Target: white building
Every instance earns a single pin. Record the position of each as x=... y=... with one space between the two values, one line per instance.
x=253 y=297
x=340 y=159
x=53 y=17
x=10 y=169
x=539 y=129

******************************

> **WORK TO COMPLETE**
Transcribe the data in full, keeping every character.

> **TASK RESPONSE**
Target: white building
Every instance earns a single pin. Record the position of each as x=... y=... with one space between the two values, one line per instance.
x=253 y=297
x=340 y=159
x=53 y=17
x=10 y=169
x=539 y=129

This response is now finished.